EXTRACT TO READ →
⟨

Don't let your $bucks fade away , take note of  what Wayne's got to say


----------



## 2020hindsight (23 October 2006)

Bobby said:
			
		

> Don't let your $bucks fade away , take note of  what Wayne's got to say



I just keep on piling chips on - and its "come what bludy may" 
I hear on the ABC that zinc is gonna become less profitable in about 12 months ? - more output less profit etc  - but heck who knows where we'll be that far down the track - might've won the lottery and couldnt care less lol. my "portfolio " - such a grandiose word for such a piddly sum - increased about 10% in last week. all due to zinc.


----------



## Realist (23 October 2006)

I've been beaten like an egg the past 3 trading days.

Down $6500 in 3 days

 

October is crap!! Always has been for me.


----------



## Bobby (23 October 2006)

Realist said:
			
		

> I've been beaten like an egg the past 3 trading days.
> 
> Down $6500 in 3 days
> 
> ...



What ? can you tell us the ones that went down for you please


----------



## 2020hindsight (23 October 2006)

Realist said:
			
		

> I've been beaten like an egg the past 3 trading days.  Down $6500 in 3 days



  Bludy ASX market's like a water bed - so small that in order for one part to go up, another part has to go down.   Least ways -  that's a theory Im starting to subscribe to. (PS most of my theories are .. let's just say you wouldn't pay much if I set upas a consultant lol.)

⟩

EXERCISE DIRECTIONS → Continue the share-trading forum thread from where it stops.

LISTING →
⟨

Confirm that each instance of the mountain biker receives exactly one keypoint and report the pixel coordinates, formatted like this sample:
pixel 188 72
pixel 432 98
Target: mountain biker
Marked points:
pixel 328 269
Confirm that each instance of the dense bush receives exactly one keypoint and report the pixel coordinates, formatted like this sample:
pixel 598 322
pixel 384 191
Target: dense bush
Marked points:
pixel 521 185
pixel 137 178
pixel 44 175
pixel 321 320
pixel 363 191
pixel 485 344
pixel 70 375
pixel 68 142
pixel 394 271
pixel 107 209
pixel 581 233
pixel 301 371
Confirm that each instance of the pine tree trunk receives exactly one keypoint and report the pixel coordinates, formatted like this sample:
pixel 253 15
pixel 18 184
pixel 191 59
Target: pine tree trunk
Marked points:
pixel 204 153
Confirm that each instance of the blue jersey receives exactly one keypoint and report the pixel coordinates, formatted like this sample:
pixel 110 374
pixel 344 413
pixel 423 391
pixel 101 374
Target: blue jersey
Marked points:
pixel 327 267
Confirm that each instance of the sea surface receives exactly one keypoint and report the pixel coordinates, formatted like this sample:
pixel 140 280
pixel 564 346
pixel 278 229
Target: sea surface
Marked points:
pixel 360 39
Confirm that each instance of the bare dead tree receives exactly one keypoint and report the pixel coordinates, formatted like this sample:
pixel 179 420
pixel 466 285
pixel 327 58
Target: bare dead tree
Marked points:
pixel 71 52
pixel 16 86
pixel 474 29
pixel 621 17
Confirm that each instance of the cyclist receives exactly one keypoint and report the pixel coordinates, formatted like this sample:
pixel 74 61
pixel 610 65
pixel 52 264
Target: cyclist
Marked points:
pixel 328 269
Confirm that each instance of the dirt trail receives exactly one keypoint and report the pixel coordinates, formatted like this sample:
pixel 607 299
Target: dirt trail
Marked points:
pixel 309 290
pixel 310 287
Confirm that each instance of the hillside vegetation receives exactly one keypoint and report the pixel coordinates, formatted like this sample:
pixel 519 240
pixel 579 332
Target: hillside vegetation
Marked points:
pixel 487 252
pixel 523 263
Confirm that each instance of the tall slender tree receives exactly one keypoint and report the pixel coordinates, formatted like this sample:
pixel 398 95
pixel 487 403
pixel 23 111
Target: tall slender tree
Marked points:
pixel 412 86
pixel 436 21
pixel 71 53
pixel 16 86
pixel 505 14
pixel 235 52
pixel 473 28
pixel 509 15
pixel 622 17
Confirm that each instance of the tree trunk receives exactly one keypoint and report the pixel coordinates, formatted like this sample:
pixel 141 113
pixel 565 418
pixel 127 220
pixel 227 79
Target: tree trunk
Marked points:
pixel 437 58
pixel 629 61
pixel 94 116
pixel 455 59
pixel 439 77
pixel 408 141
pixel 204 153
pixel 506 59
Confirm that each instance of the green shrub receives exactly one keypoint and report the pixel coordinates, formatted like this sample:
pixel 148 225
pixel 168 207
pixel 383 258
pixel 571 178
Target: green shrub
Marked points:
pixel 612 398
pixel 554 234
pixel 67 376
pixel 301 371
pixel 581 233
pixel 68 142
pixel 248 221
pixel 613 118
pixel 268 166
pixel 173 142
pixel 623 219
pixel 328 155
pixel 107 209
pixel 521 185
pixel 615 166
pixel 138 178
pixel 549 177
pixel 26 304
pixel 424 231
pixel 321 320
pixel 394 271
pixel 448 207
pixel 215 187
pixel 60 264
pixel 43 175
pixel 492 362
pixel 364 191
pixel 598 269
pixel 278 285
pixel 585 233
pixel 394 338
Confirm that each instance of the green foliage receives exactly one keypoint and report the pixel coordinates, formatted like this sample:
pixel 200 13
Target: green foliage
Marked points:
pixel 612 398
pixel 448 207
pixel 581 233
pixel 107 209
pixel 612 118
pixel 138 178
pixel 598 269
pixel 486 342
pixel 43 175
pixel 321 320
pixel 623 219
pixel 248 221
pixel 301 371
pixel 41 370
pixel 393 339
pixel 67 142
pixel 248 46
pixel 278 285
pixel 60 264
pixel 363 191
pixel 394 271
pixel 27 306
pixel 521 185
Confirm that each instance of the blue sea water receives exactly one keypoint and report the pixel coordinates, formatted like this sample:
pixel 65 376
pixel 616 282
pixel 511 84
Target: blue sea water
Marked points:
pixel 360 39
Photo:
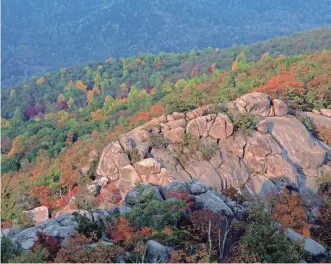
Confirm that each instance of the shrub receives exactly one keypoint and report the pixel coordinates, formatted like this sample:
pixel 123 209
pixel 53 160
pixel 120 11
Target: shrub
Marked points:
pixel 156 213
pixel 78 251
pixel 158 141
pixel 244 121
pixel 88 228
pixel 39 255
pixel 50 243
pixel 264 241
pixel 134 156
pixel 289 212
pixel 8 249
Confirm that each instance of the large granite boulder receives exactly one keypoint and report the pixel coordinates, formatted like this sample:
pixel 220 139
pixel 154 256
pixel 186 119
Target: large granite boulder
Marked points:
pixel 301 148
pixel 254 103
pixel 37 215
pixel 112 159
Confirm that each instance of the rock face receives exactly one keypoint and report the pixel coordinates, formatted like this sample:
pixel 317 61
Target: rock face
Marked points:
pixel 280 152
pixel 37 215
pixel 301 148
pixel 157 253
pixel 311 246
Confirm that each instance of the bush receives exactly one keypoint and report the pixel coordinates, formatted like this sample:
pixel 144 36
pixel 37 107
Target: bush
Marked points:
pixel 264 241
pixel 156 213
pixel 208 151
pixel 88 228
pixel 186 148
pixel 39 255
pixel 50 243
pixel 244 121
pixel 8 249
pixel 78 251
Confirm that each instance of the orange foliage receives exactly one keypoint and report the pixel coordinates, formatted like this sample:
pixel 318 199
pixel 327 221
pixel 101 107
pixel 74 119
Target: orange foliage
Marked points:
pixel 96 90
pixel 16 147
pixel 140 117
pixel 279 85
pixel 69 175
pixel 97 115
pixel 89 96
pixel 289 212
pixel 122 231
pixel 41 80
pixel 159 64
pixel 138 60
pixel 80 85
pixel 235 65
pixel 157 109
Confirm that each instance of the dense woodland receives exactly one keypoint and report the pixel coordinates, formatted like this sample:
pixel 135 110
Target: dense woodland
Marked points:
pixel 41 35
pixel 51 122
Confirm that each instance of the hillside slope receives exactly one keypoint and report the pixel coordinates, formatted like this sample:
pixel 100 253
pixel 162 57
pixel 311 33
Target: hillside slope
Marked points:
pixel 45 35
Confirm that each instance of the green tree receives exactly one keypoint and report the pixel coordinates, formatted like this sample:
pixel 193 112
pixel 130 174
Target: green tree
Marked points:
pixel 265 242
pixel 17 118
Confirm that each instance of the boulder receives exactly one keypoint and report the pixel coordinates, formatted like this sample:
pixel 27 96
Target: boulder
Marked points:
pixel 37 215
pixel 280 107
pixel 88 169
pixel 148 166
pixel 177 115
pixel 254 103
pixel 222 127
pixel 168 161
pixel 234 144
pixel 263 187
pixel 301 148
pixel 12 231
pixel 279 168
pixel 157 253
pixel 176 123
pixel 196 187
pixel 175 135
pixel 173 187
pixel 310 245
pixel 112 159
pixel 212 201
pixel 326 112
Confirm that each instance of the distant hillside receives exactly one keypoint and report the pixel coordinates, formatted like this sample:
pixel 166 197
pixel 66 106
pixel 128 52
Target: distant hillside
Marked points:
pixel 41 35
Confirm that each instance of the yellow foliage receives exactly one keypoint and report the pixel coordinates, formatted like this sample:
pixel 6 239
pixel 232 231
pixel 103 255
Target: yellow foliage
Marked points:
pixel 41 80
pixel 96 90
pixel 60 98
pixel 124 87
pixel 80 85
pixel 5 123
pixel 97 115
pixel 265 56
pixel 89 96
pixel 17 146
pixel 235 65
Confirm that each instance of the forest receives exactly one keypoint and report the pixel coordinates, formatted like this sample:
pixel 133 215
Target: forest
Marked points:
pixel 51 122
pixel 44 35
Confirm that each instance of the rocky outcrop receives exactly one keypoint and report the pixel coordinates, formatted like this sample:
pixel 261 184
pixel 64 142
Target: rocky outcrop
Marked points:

⟩
⟨

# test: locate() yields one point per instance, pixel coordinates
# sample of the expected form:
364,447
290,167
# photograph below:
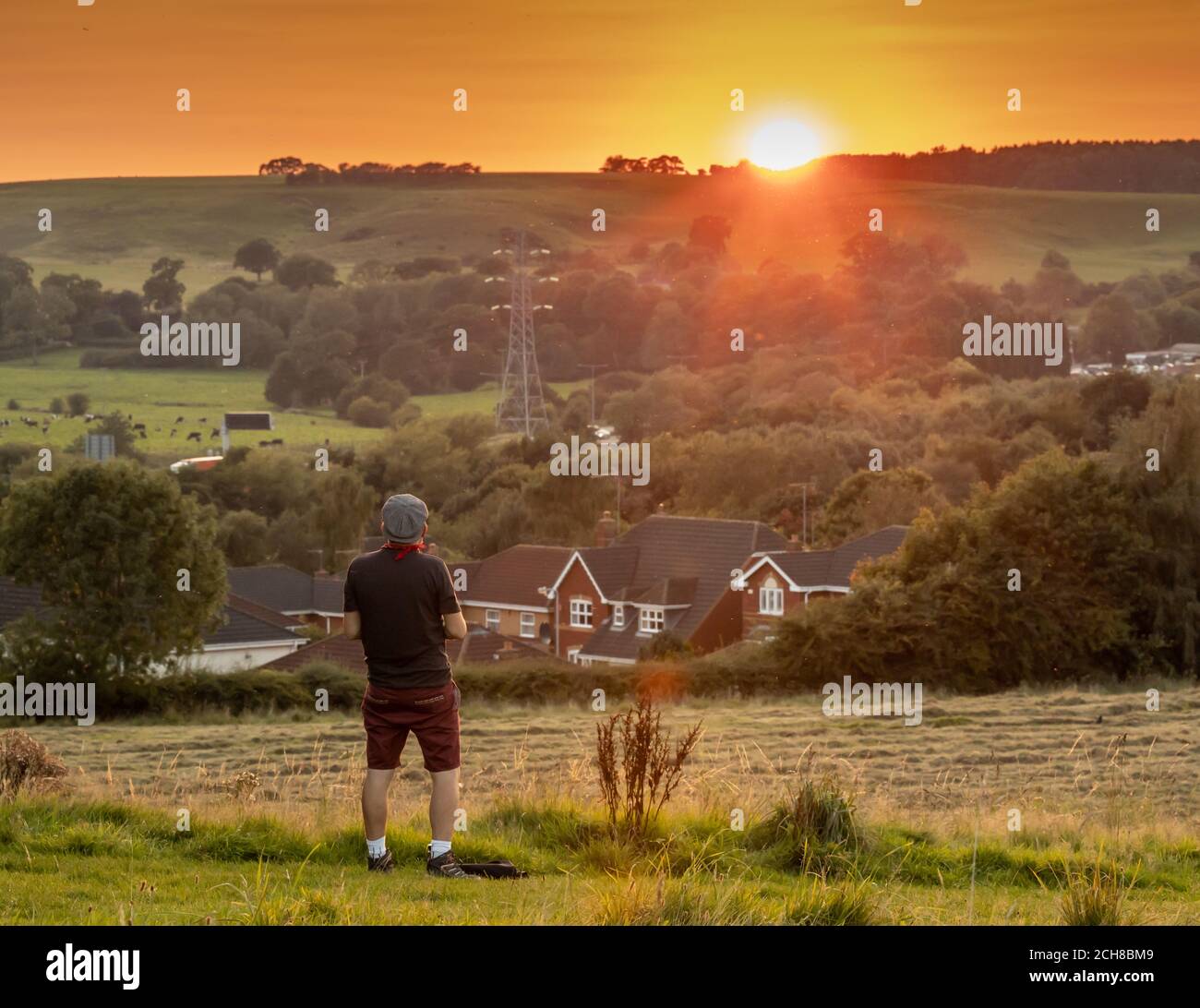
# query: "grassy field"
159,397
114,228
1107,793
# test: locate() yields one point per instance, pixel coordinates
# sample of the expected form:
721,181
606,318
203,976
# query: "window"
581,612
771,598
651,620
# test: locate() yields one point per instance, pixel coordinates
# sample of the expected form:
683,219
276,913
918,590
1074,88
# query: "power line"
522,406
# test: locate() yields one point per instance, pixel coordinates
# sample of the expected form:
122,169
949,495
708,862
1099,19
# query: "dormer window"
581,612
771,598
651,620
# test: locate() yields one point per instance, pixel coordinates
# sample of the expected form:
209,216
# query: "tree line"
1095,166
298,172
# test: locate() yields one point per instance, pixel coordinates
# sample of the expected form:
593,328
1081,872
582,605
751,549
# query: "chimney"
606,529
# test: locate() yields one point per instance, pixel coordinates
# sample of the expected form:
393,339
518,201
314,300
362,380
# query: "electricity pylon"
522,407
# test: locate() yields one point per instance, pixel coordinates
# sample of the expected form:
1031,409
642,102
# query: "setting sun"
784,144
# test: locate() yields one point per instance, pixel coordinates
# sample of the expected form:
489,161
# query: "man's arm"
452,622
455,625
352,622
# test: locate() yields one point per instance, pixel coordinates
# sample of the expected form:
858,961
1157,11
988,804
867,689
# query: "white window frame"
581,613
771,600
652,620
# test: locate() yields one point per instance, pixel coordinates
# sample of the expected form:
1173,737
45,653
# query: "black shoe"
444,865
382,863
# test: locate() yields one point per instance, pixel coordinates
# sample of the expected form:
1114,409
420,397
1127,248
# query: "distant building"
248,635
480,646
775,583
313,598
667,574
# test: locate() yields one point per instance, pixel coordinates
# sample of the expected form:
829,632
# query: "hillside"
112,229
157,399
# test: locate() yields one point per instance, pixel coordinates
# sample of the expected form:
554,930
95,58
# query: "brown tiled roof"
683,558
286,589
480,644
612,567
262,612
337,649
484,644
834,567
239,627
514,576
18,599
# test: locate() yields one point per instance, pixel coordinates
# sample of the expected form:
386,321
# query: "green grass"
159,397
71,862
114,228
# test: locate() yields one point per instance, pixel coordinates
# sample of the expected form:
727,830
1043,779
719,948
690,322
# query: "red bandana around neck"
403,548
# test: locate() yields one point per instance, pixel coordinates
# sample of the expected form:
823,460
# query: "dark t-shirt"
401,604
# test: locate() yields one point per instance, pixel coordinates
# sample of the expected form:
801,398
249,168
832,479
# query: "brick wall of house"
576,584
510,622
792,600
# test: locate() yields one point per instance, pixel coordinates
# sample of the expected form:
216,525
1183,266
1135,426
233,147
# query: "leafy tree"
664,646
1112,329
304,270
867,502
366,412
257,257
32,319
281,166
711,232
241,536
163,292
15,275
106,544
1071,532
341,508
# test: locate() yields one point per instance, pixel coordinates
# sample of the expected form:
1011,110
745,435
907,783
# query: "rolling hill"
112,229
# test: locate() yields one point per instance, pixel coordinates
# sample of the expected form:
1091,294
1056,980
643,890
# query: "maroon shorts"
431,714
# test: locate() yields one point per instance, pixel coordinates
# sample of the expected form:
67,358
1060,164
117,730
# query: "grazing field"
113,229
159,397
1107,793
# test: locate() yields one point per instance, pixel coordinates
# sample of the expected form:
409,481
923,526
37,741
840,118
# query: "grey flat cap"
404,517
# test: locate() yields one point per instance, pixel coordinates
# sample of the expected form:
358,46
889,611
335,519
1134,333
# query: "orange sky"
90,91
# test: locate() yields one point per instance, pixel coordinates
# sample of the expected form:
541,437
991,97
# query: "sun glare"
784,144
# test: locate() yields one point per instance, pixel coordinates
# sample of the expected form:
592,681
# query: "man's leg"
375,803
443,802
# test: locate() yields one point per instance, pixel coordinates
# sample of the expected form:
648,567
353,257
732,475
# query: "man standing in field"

⟩
⟨

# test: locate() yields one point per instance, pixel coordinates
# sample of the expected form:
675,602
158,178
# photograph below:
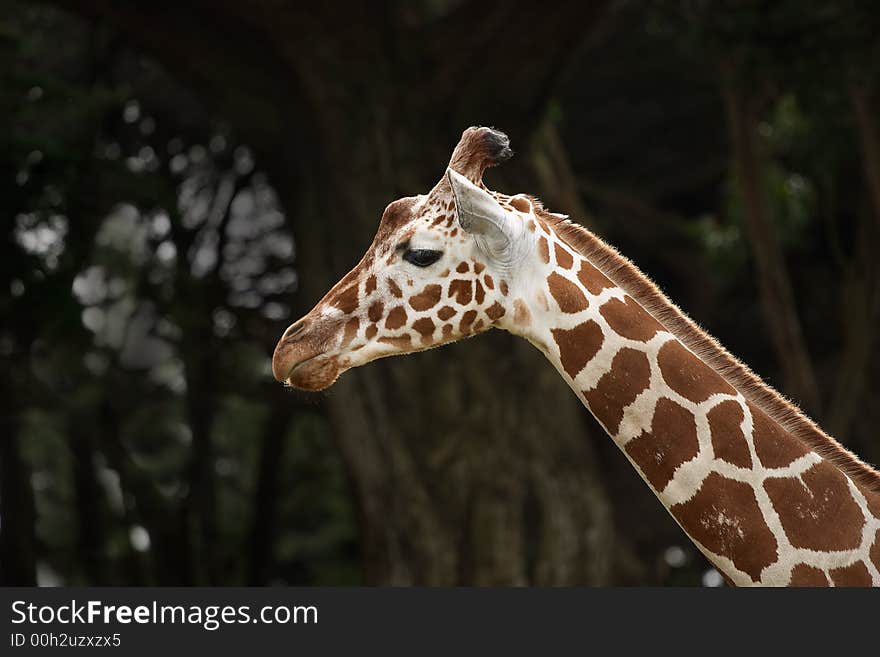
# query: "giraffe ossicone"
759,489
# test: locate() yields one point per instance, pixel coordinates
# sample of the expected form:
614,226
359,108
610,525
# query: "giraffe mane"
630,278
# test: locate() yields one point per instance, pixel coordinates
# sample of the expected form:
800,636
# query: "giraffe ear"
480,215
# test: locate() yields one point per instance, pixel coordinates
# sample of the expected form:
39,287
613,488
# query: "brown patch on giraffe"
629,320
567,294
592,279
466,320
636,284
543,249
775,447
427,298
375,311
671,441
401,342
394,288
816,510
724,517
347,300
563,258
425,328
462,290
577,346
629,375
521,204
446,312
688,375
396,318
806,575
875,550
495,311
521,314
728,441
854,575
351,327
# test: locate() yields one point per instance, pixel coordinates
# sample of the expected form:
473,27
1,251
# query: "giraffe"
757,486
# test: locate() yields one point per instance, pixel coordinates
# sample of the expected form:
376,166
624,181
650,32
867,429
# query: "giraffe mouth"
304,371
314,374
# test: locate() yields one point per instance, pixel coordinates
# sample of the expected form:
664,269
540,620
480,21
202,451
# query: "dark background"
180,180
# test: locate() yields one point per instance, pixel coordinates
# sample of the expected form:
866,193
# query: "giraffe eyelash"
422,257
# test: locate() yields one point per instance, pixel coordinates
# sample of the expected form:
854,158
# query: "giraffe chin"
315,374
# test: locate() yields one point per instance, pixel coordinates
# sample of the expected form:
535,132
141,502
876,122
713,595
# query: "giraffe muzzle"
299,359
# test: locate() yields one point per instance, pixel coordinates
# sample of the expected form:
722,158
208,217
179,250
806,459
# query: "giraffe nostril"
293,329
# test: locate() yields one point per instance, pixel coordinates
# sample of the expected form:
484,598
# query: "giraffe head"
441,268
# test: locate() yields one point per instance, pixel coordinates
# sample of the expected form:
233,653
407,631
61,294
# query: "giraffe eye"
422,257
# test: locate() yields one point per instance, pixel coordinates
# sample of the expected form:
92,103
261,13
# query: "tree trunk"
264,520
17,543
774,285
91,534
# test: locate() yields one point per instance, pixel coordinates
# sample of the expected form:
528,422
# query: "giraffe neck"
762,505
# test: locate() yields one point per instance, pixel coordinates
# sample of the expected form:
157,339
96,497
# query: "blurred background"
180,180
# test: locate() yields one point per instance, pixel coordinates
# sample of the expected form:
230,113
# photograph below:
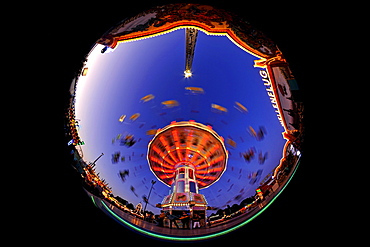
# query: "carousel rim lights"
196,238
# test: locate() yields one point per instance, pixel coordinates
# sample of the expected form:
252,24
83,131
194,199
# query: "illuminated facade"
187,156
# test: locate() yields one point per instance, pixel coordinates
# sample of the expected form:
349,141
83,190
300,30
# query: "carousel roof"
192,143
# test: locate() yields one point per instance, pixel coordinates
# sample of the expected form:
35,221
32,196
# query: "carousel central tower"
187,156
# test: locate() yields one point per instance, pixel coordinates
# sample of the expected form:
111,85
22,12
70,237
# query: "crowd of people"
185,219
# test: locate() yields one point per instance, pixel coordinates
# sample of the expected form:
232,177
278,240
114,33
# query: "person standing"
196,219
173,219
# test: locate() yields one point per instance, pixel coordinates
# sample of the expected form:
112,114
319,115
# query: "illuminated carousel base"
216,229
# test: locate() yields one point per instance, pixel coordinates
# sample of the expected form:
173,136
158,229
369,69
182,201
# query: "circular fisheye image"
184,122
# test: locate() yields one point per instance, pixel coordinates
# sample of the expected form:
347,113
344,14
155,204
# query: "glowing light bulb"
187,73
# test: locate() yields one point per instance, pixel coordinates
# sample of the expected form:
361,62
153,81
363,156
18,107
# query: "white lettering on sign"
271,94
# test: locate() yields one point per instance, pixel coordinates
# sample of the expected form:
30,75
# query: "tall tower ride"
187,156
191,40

⟩

RESPONSE BELOW →
----------



## BraceFace (24 October 2006)

I've made a truckload on Jubilee Mines in that last few weeks.


----------



## pacer (24 October 2006)

Zinc plays have made me a bundle and still rising.....awesome.

I made more every day I've held, than I would have actualy working in the mines....


----------



## 2020hindsight (24 October 2006)

2020hindsight said:
			
		

> Bludy ASX market's like a water bed - so small that in order for one part to go up, another part has to go down.   Least ways -  that's a theory Im starting to subscribe to.



the markets like a water bed in many kinda ways
for points of it to peak at all another point must pay
but every now and then ... - you see the whole bed take off...FLY!!
..my friend ... a flying water bed !! can make a grown man cry. 

PS as long as Im not standing under it when the bubble bursts  

As for zinc - don't forget that with the Ashes and all - and all those cricket matches - and zinc cream over thousands of faces -   - markets gonna go wild next month.
....
ANTI-RAMPING DISCLAIMER.  I do not hold shares in zinc cream companies , not in cricket promotion, (wish I did) , nor for that matter in water beds.


----------



## krisbarry (24 October 2006)

Realist said:
			
		

> I've been beaten like an egg the past 3 trading days.
> 
> Down $6500 in 3 days
> 
> ...




Maybe buying a house in Sydney isn't such a bad idea afterall


----------



## Realist (24 October 2006)

Bobby said:
			
		

> What ? can you tell us the ones that went down for you please




JPR, Pacmag, Conquest Mining. But mainly CTXS onthe Nasdaq - down 20%


----------



## Realist (24 October 2006)

Stop_the_clock said:
			
		

> Maybe buying a house in Sydney isn't such a bad idea afterall




I only lost $6,500 - not $360,000.  


Big difference.


----------



## krisbarry (24 October 2006)

LOL, just kiddin with ya


----------



## stevo (24 October 2006)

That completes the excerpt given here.